Passage for review
When a Student Won’t Touch the Instrument

Most people think music lessons are about teaching an instrument.

And sometimes they are. But with young beginners, lessons are often about something completely different first: safety, trust, and comfort. Before a child learns to play music, they usually need to feel okay simply being in the lesson.

Brian, one of our guitar, ukulele, and piano teachers, recently had one of those experiences with a six-year-old beginner named Joy.

At the first lesson, Joy was extremely shy, but things seemed okay enough. She participated, stayed present, and Brian felt hopeful about where things might go.

Then came lesson two.

She wouldn’t touch the ukulele. Not once.

And it didn’t stop there. For several lessons after that, Brian walked into the house knowing there was a good chance Joy wouldn’t even pick up the instrument.

From the outside, it would have been easy to label the situation quickly. Maybe she wasn’t interested in music. Maybe she didn’t like the ukulele. Maybe lessons just weren’t the right fit.

Work task
Write out the piece about the shy young music student from "Most people think" to "came lesson two.", substituting "violin" for "ukulele". The records have no connection to the text.

Data listing
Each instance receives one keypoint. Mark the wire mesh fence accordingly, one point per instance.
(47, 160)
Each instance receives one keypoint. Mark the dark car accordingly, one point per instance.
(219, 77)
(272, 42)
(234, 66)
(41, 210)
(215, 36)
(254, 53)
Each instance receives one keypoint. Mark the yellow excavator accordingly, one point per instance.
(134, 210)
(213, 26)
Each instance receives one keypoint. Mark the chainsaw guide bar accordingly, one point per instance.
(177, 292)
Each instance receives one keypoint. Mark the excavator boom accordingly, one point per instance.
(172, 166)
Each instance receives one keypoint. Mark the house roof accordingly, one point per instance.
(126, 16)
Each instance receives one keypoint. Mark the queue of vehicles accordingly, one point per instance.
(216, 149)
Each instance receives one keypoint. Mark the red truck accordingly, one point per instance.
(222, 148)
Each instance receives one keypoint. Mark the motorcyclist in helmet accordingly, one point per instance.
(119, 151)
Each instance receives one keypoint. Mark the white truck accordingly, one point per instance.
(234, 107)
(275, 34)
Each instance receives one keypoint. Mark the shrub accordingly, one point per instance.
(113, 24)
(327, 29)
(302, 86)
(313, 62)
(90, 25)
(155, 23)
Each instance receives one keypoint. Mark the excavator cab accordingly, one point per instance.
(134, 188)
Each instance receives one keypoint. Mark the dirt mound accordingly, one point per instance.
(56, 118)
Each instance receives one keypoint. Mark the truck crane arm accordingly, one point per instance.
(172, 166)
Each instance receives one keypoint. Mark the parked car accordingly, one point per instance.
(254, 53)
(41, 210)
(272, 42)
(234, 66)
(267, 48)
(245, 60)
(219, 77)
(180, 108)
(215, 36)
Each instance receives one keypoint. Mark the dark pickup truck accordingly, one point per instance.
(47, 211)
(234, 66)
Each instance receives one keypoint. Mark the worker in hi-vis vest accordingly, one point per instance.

Reply to the task
Most people think music lessons are about teaching an instrument.

And sometimes they are. But with young beginners, lessons are often about something completely different first: safety, trust, and comfort. Before a child learns to play music, they usually need to feel okay simply being in the lesson.

Brian, one of our guitar, violin, and piano teachers, recently had one of those experiences with a six-year-old beginner named Joy.

At the first lesson, Joy was extremely shy, but things seemed okay enough. She participated, stayed present, and Brian felt hopeful about where things might go.

Then came lesson two.